**** Given records

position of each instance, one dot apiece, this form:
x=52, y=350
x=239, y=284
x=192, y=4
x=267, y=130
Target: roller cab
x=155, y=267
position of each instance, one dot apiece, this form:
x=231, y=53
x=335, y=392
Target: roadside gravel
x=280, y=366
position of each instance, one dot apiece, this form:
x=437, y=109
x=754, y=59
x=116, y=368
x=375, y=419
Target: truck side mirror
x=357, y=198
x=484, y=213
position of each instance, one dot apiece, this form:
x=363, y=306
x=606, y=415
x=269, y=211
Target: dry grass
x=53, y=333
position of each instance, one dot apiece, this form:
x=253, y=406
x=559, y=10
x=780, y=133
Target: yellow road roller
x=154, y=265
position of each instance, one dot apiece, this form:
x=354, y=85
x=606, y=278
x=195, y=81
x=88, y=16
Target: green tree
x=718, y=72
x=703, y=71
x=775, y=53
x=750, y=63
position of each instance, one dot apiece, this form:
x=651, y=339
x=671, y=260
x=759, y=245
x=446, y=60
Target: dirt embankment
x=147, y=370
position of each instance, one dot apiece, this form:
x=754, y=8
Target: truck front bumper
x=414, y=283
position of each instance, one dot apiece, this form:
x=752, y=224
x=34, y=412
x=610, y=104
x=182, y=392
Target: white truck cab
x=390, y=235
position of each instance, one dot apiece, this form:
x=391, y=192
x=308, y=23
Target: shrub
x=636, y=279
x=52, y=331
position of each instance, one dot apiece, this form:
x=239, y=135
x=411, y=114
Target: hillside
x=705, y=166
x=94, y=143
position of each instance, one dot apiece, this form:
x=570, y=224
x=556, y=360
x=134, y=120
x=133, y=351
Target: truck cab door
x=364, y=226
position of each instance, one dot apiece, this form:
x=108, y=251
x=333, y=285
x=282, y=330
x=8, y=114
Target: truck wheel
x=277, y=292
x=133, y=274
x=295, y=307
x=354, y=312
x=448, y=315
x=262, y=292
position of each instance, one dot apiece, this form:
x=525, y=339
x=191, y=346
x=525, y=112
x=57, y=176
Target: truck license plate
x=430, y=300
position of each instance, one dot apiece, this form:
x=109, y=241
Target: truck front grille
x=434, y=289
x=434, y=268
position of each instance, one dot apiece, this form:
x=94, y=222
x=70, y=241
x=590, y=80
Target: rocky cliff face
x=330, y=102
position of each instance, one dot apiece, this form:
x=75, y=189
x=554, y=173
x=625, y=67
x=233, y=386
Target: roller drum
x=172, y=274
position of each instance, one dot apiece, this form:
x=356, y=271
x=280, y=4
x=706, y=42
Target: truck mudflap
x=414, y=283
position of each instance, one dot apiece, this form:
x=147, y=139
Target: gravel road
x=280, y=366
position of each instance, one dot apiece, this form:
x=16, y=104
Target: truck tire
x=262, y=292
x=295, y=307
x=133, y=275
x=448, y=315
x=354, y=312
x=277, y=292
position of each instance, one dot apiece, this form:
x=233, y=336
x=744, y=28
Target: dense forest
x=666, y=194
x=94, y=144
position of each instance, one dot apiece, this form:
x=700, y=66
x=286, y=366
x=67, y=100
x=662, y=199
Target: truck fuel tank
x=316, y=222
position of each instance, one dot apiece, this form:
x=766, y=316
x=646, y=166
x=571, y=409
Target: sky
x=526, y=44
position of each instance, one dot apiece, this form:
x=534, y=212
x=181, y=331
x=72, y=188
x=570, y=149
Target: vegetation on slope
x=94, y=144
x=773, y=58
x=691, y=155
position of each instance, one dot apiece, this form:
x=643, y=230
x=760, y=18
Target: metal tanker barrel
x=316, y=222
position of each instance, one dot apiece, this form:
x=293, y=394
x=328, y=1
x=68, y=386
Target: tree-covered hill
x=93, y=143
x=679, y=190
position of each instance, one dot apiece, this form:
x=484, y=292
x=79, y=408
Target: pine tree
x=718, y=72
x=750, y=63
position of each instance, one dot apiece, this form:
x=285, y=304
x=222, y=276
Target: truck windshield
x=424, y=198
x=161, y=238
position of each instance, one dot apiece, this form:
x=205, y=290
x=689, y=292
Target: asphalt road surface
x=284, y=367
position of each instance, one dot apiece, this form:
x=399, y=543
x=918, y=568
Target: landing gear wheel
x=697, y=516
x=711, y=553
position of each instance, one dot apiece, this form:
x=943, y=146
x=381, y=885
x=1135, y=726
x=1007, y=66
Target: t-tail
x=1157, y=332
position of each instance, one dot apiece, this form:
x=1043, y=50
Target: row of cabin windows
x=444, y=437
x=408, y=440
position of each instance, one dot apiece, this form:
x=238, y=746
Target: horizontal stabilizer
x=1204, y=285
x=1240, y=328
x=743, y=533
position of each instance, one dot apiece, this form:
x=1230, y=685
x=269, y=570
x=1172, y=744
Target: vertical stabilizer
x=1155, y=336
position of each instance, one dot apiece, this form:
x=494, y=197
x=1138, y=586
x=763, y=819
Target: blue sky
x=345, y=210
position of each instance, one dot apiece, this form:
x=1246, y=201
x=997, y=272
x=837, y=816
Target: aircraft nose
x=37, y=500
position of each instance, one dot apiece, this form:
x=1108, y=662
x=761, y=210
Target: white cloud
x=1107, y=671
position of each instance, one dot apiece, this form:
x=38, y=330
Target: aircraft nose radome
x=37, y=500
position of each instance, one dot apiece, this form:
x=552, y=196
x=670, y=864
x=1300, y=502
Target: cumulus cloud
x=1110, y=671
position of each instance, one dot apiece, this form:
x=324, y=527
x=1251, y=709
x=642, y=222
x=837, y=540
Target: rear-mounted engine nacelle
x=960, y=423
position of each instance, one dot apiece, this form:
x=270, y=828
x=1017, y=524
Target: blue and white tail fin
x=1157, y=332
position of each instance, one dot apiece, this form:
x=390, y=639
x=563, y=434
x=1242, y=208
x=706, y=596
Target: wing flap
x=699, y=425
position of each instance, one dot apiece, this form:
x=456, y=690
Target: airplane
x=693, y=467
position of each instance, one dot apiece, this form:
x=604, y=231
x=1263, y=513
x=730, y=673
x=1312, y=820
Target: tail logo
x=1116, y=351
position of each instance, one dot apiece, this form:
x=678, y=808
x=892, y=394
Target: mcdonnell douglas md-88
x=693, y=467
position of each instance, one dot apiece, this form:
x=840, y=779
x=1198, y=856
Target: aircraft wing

********

-- What the exercise asks --
Output all of the data above without any alteration.

-- Solution for this task --
position of each instance, one dot apiece, this form:
x=52, y=350
x=239, y=284
x=192, y=4
x=267, y=130
Target: roller cab
x=155, y=267
position of each instance, one dot apiece, this form:
x=231, y=53
x=335, y=392
Target: roadside gravel
x=280, y=366
position of each instance, one dot apiece, this form:
x=437, y=109
x=754, y=59
x=116, y=368
x=375, y=419
Target: truck side mirror
x=357, y=198
x=484, y=213
position of each instance, one dot apiece, this form:
x=363, y=306
x=606, y=415
x=269, y=211
Target: dry grass
x=53, y=333
position of each instance, one dot apiece, this form:
x=253, y=406
x=559, y=10
x=780, y=133
Target: yellow road roller
x=154, y=265
position of each instance, one dot apiece, this form:
x=354, y=85
x=606, y=278
x=195, y=81
x=88, y=16
Target: green tree
x=718, y=72
x=703, y=71
x=775, y=53
x=750, y=63
position of each instance, one dot apiece, this form:
x=651, y=339
x=671, y=260
x=759, y=245
x=446, y=60
Target: dirt embankment
x=147, y=370
position of each instance, one dot apiece, this form:
x=754, y=8
Target: truck front bumper
x=414, y=283
position of each instance, one dot apiece, this form:
x=752, y=224
x=34, y=412
x=610, y=104
x=182, y=392
Target: white truck cab
x=390, y=235
position of each instance, one dot apiece, this form:
x=391, y=192
x=308, y=23
Target: shrub
x=636, y=279
x=52, y=331
position of each instance, one dot apiece, this form:
x=239, y=135
x=411, y=114
Target: hillside
x=705, y=166
x=94, y=143
position of each instance, one dot apiece, this form:
x=570, y=224
x=556, y=360
x=134, y=120
x=133, y=351
Target: truck cab door
x=364, y=226
position of each instance, one dot apiece, this form:
x=108, y=251
x=333, y=285
x=282, y=330
x=8, y=114
Target: truck wheel
x=277, y=292
x=133, y=274
x=295, y=307
x=354, y=312
x=448, y=315
x=262, y=292
position of each instance, one dot apiece, this form:
x=525, y=339
x=191, y=346
x=525, y=112
x=57, y=176
Target: truck license plate
x=430, y=300
position of each instance, one dot apiece, this form:
x=109, y=241
Target: truck front grille
x=434, y=289
x=434, y=268
position of each instance, one dot apiece, this form:
x=94, y=222
x=70, y=241
x=590, y=80
Target: rocky cliff face
x=330, y=102
position of each instance, one dot apiece, this form:
x=75, y=189
x=554, y=173
x=625, y=67
x=233, y=386
Target: roller drum
x=172, y=274
position of each instance, one dot apiece, this form:
x=356, y=271
x=280, y=4
x=706, y=42
Target: truck mudflap
x=414, y=283
position of each instance, one dot apiece, this form:
x=147, y=139
Target: gravel road
x=280, y=366
position of each instance, one dot apiece, this form:
x=16, y=104
Target: truck tire
x=262, y=292
x=295, y=307
x=133, y=275
x=448, y=315
x=354, y=312
x=277, y=292
position of each instance, one dot apiece, this form:
x=233, y=336
x=744, y=28
Target: dense forest
x=666, y=194
x=94, y=144
position of each instance, one dot apiece, this form:
x=700, y=66
x=286, y=366
x=67, y=100
x=662, y=199
Target: truck fuel tank
x=316, y=222
position of each instance, one dot apiece, this form:
x=766, y=316
x=646, y=166
x=571, y=409
Target: sky
x=526, y=44
position of each instance, one dot apiece, this form:
x=534, y=212
x=181, y=331
x=72, y=188
x=570, y=149
Target: vegetation on slope
x=94, y=144
x=773, y=58
x=691, y=155
position of each instance, one dot apiece, this form:
x=643, y=230
x=760, y=18
Target: metal tanker barrel
x=316, y=222
position of each instance, one dot apiece, this form:
x=293, y=394
x=328, y=1
x=68, y=386
Target: tree-covered hill
x=93, y=143
x=679, y=190
position of each instance, one dot apiece, this form:
x=484, y=292
x=79, y=408
Target: pine tree
x=718, y=72
x=750, y=63
position of each instance, one dot apiece, this form:
x=285, y=304
x=222, y=276
Target: truck windshield
x=424, y=198
x=161, y=238
position of each instance, one dot apiece, this form:
x=205, y=290
x=689, y=292
Target: asphalt road surface
x=284, y=367
position of each instance, one dot apiece, this form:
x=399, y=543
x=918, y=568
Target: landing gear wheel
x=697, y=516
x=711, y=553
position of each instance, one dot apiece, this form:
x=943, y=146
x=381, y=885
x=1135, y=726
x=1007, y=66
Target: t-tail
x=1157, y=332
position of each instance, one dot apiece, this form:
x=1043, y=50
Target: row of cabin windows
x=444, y=437
x=408, y=440
position of each instance, one dot apiece, this form:
x=238, y=746
Target: horizontal stabilizer
x=1204, y=285
x=1240, y=328
x=743, y=533
position of each instance, one dot apiece, this form:
x=1230, y=685
x=269, y=570
x=1172, y=744
Target: vertical stabilizer
x=1155, y=336
position of each instance, one dot apiece, this form:
x=494, y=197
x=1138, y=586
x=763, y=819
Target: blue sky
x=345, y=210
position of each instance, one dot apiece, this form:
x=1246, y=201
x=997, y=272
x=837, y=816
Target: aircraft nose
x=37, y=500
position of each instance, one dot apiece, this form:
x=1108, y=662
x=761, y=210
Target: white cloud
x=1107, y=671
position of each instance, one dot apiece, this form:
x=38, y=330
Target: aircraft nose radome
x=37, y=500
position of each instance, one dot apiece, this form:
x=552, y=196
x=670, y=864
x=1300, y=502
Target: cumulus cloud
x=1110, y=671
position of each instance, one dot apiece, this form:
x=324, y=527
x=1251, y=709
x=642, y=222
x=837, y=540
Target: rear-mounted engine nacelle
x=960, y=423
position of each instance, one dot apiece, this form:
x=270, y=828
x=1017, y=524
Target: blue and white tail fin
x=1157, y=332
position of each instance, one dot apiece, this form:
x=390, y=639
x=563, y=434
x=1242, y=208
x=706, y=596
Target: wing flap
x=699, y=425
position of each instance, one dot apiece, this form:
x=456, y=690
Target: airplane
x=693, y=467
position of each instance, one dot apiece, this form:
x=604, y=231
x=1263, y=513
x=730, y=673
x=1312, y=820
Target: tail logo
x=1116, y=351
position of each instance, one dot apiece, this form:
x=678, y=808
x=892, y=394
Target: mcdonnell douglas md-88
x=693, y=467
position of each instance, one dot apiece, this form:
x=840, y=779
x=1198, y=856
Target: aircraft wing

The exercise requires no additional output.